Written instruction
Output every entry exactly as written.

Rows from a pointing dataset
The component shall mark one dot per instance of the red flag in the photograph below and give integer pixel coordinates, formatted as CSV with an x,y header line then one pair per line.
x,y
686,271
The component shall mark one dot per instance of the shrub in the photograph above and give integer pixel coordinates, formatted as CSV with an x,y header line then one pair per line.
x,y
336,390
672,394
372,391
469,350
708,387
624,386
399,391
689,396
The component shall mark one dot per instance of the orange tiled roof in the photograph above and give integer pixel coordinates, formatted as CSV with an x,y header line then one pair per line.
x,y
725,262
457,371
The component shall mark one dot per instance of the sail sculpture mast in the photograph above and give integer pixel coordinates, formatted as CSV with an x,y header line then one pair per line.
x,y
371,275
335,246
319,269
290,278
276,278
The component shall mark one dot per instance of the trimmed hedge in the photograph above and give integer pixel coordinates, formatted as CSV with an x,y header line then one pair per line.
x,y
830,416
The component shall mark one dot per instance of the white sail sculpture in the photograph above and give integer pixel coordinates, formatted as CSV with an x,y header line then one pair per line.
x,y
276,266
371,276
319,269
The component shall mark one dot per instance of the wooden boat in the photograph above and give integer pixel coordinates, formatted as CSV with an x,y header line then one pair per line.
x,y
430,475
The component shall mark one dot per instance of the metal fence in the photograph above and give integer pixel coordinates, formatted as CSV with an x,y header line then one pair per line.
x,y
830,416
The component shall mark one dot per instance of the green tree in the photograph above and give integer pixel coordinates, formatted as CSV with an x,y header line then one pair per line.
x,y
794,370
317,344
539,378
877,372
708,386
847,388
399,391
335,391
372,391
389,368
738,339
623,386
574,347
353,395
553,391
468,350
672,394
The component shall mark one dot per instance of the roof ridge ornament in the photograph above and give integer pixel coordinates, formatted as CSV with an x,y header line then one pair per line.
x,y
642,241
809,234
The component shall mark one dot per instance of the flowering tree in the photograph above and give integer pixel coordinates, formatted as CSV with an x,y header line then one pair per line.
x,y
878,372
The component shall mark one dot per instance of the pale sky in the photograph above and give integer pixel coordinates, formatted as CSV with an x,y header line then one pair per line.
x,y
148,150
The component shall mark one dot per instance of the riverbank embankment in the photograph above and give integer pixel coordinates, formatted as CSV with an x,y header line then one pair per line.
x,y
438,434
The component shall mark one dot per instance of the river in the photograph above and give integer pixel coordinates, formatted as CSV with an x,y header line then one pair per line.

Exercise result
The component shall mark one dot per instance of the red flag in the photograph below and give integer pixel coordinates, formatted as CSV with an x,y header line then one pair per line.
x,y
686,271
The component shall mark one dot per instance of the shrub in the photograph above and give integer pixel coordinates, formatted as CSV with an x,y header line then one pair per line.
x,y
336,390
672,394
372,391
469,350
708,387
624,386
399,391
689,396
The component shall mark one dot per instance of the orange tiled roof in the photograph above and give integer pixel coordinates, formatted as CSV with an x,y header line then one pair per line.
x,y
725,262
457,371
The component shall mark one dot per instance of the sail sculpture mast in the photograph above and give integer pixel coordinates, formatted as CSV with an x,y header line then one pair per line.
x,y
371,275
335,246
319,269
290,278
276,278
The component shall mark one dot per instance of the trimmed hedge in the photograph above and give integer pixel coordinates, formatted as CSV with an x,y header line then one pair per line.
x,y
830,416
The component shall mark one dot per instance of the white sail sculpture in the photograph above and give integer pixel coordinates, formatted as CSV with an x,y header line then one pair per line.
x,y
276,266
371,276
319,269
The component shall mark one dot per instance of the wooden boat in the photograph above and give integer pixel coordinates, formatted as CSV with an x,y header line then one pair per line.
x,y
430,475
The component shall mark one dot per instance of the metal fence in the photograph above and give integer pixel coordinates, formatted as CSV with an x,y header line then one pair per line.
x,y
830,416
The component shall mark one dot per instance of the green tree in the photograph above and give integer pixel coordinates, formatted as CSV with an x,y header line then one pair per line.
x,y
794,370
317,344
539,378
877,372
708,386
847,388
399,391
335,391
372,391
389,368
738,339
623,386
574,347
353,395
553,391
468,350
672,394
The component shall mark one dot per instance of the roof ridge ornament in the photograph above and give integer pixel coordinates, formatted as CSV with an x,y header line then one pair per line.
x,y
642,241
809,234
The component shall mark one dot per instance of the flowering tree in the photograph above and give integer pixel coordinates, formatted as CSV with an x,y header line then one pair per line.
x,y
878,372
The component shall mark one dot per instance of the pale sky in the photograph above and give integer pixel coordinates, formatted as CSV with an x,y header line then one pair per line.
x,y
148,150
The component shall mark one dot per instance of the riverbank embankment in the photograph above and give integer pixel coordinates, formatted as CSV with an x,y header line then one pair per line.
x,y
438,434
The component shall mark one dot per instance of the river in the photograph above and give integer pixel coordinates, formatted as CSV with an x,y header line then one pair per line.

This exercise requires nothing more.